Retype all of the listing exactly, with no pictures.

• _Records to process_:
⟨
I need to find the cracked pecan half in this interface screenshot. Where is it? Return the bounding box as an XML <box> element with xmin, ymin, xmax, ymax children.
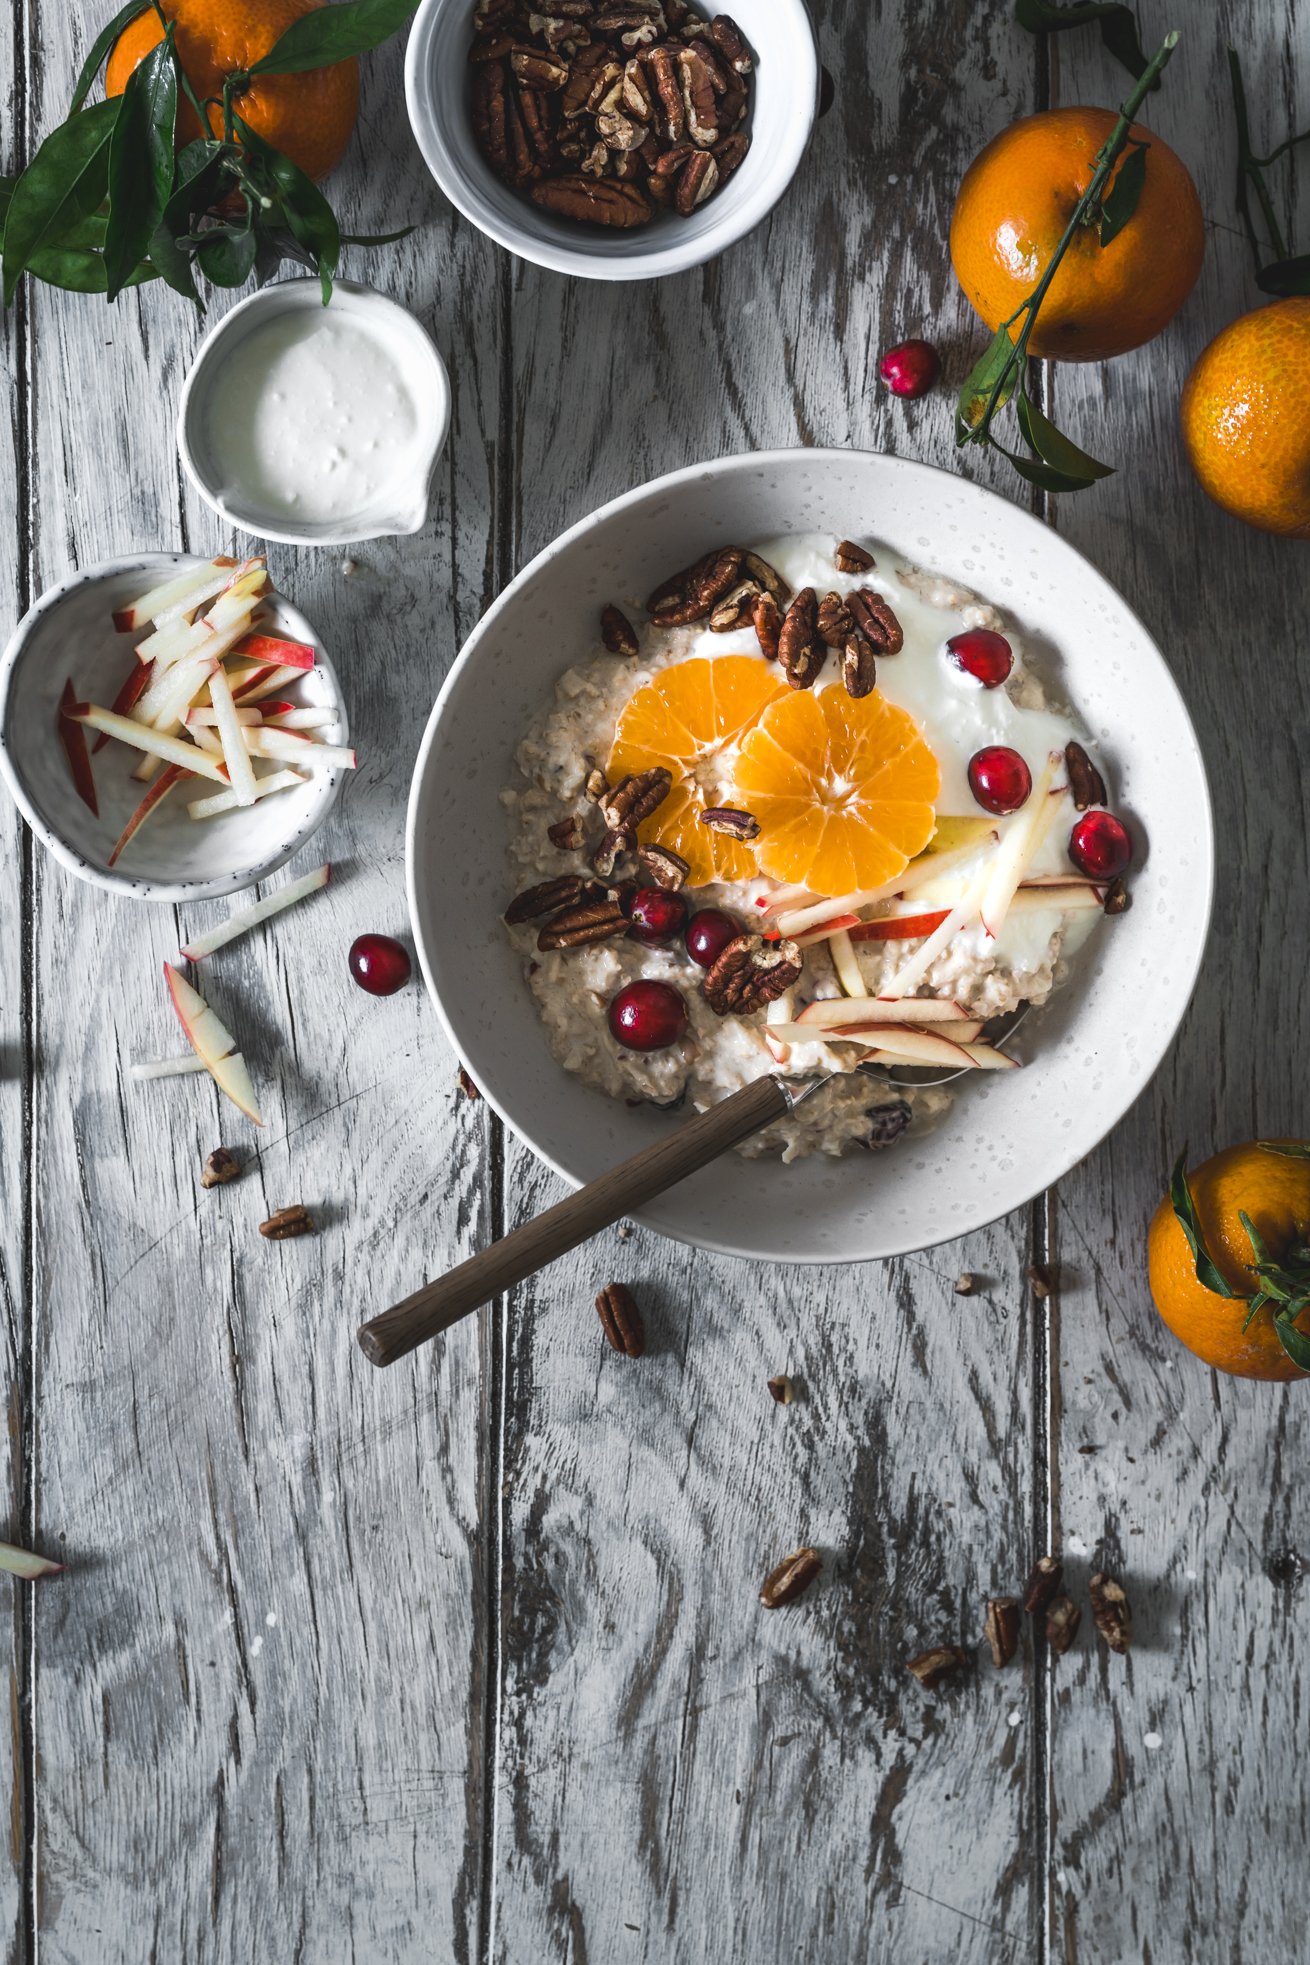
<box><xmin>644</xmin><ymin>42</ymin><xmax>685</xmax><ymax>140</ymax></box>
<box><xmin>708</xmin><ymin>576</ymin><xmax>760</xmax><ymax>631</ymax></box>
<box><xmin>834</xmin><ymin>539</ymin><xmax>875</xmax><ymax>573</ymax></box>
<box><xmin>1089</xmin><ymin>1572</ymin><xmax>1132</xmax><ymax>1654</ymax></box>
<box><xmin>530</xmin><ymin>174</ymin><xmax>654</xmax><ymax>224</ymax></box>
<box><xmin>646</xmin><ymin>546</ymin><xmax>743</xmax><ymax>625</ymax></box>
<box><xmin>602</xmin><ymin>766</ymin><xmax>672</xmax><ymax>830</ymax></box>
<box><xmin>906</xmin><ymin>1645</ymin><xmax>969</xmax><ymax>1691</ymax></box>
<box><xmin>816</xmin><ymin>590</ymin><xmax>853</xmax><ymax>648</ymax></box>
<box><xmin>703</xmin><ymin>933</ymin><xmax>803</xmax><ymax>1015</ymax></box>
<box><xmin>1045</xmin><ymin>1595</ymin><xmax>1082</xmax><ymax>1656</ymax></box>
<box><xmin>591</xmin><ymin>825</ymin><xmax>635</xmax><ymax>878</ymax></box>
<box><xmin>537</xmin><ymin>895</ymin><xmax>629</xmax><ymax>949</ymax></box>
<box><xmin>596</xmin><ymin>1281</ymin><xmax>645</xmax><ymax>1356</ymax></box>
<box><xmin>983</xmin><ymin>1597</ymin><xmax>1021</xmax><ymax>1669</ymax></box>
<box><xmin>708</xmin><ymin>12</ymin><xmax>753</xmax><ymax>73</ymax></box>
<box><xmin>777</xmin><ymin>587</ymin><xmax>826</xmax><ymax>689</ymax></box>
<box><xmin>1065</xmin><ymin>739</ymin><xmax>1107</xmax><ymax>811</ymax></box>
<box><xmin>674</xmin><ymin>147</ymin><xmax>718</xmax><ymax>212</ymax></box>
<box><xmin>841</xmin><ymin>630</ymin><xmax>877</xmax><ymax>699</ymax></box>
<box><xmin>505</xmin><ymin>874</ymin><xmax>589</xmax><ymax>923</ymax></box>
<box><xmin>699</xmin><ymin>805</ymin><xmax>760</xmax><ymax>840</ymax></box>
<box><xmin>751</xmin><ymin>589</ymin><xmax>782</xmax><ymax>661</ymax></box>
<box><xmin>548</xmin><ymin>814</ymin><xmax>586</xmax><ymax>850</ymax></box>
<box><xmin>759</xmin><ymin>1547</ymin><xmax>821</xmax><ymax>1608</ymax></box>
<box><xmin>846</xmin><ymin>588</ymin><xmax>904</xmax><ymax>653</ymax></box>
<box><xmin>637</xmin><ymin>843</ymin><xmax>690</xmax><ymax>888</ymax></box>
<box><xmin>1022</xmin><ymin>1553</ymin><xmax>1064</xmax><ymax>1615</ymax></box>
<box><xmin>600</xmin><ymin>603</ymin><xmax>640</xmax><ymax>654</ymax></box>
<box><xmin>741</xmin><ymin>550</ymin><xmax>790</xmax><ymax>602</ymax></box>
<box><xmin>712</xmin><ymin>129</ymin><xmax>750</xmax><ymax>182</ymax></box>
⟩
• _Output of the exercise_:
I need to find the cracked pecan half in this interface screenshot. Where is it? Return the bounding box as an XML <box> element with xmin, ymin, xmax, ymax children.
<box><xmin>644</xmin><ymin>42</ymin><xmax>685</xmax><ymax>140</ymax></box>
<box><xmin>708</xmin><ymin>576</ymin><xmax>760</xmax><ymax>631</ymax></box>
<box><xmin>834</xmin><ymin>539</ymin><xmax>875</xmax><ymax>573</ymax></box>
<box><xmin>1089</xmin><ymin>1572</ymin><xmax>1132</xmax><ymax>1654</ymax></box>
<box><xmin>530</xmin><ymin>174</ymin><xmax>654</xmax><ymax>224</ymax></box>
<box><xmin>646</xmin><ymin>546</ymin><xmax>743</xmax><ymax>625</ymax></box>
<box><xmin>602</xmin><ymin>766</ymin><xmax>672</xmax><ymax>830</ymax></box>
<box><xmin>906</xmin><ymin>1645</ymin><xmax>969</xmax><ymax>1691</ymax></box>
<box><xmin>816</xmin><ymin>590</ymin><xmax>853</xmax><ymax>648</ymax></box>
<box><xmin>703</xmin><ymin>933</ymin><xmax>803</xmax><ymax>1015</ymax></box>
<box><xmin>1045</xmin><ymin>1595</ymin><xmax>1082</xmax><ymax>1656</ymax></box>
<box><xmin>591</xmin><ymin>825</ymin><xmax>635</xmax><ymax>878</ymax></box>
<box><xmin>537</xmin><ymin>895</ymin><xmax>629</xmax><ymax>949</ymax></box>
<box><xmin>596</xmin><ymin>1281</ymin><xmax>645</xmax><ymax>1356</ymax></box>
<box><xmin>983</xmin><ymin>1597</ymin><xmax>1021</xmax><ymax>1669</ymax></box>
<box><xmin>708</xmin><ymin>12</ymin><xmax>753</xmax><ymax>73</ymax></box>
<box><xmin>777</xmin><ymin>587</ymin><xmax>826</xmax><ymax>689</ymax></box>
<box><xmin>1065</xmin><ymin>739</ymin><xmax>1107</xmax><ymax>811</ymax></box>
<box><xmin>674</xmin><ymin>147</ymin><xmax>718</xmax><ymax>212</ymax></box>
<box><xmin>841</xmin><ymin>630</ymin><xmax>877</xmax><ymax>699</ymax></box>
<box><xmin>505</xmin><ymin>874</ymin><xmax>589</xmax><ymax>923</ymax></box>
<box><xmin>699</xmin><ymin>805</ymin><xmax>760</xmax><ymax>840</ymax></box>
<box><xmin>751</xmin><ymin>589</ymin><xmax>782</xmax><ymax>661</ymax></box>
<box><xmin>548</xmin><ymin>814</ymin><xmax>586</xmax><ymax>850</ymax></box>
<box><xmin>759</xmin><ymin>1547</ymin><xmax>821</xmax><ymax>1608</ymax></box>
<box><xmin>846</xmin><ymin>588</ymin><xmax>904</xmax><ymax>653</ymax></box>
<box><xmin>637</xmin><ymin>843</ymin><xmax>690</xmax><ymax>888</ymax></box>
<box><xmin>1022</xmin><ymin>1553</ymin><xmax>1064</xmax><ymax>1615</ymax></box>
<box><xmin>600</xmin><ymin>603</ymin><xmax>640</xmax><ymax>654</ymax></box>
<box><xmin>741</xmin><ymin>550</ymin><xmax>790</xmax><ymax>602</ymax></box>
<box><xmin>712</xmin><ymin>129</ymin><xmax>750</xmax><ymax>182</ymax></box>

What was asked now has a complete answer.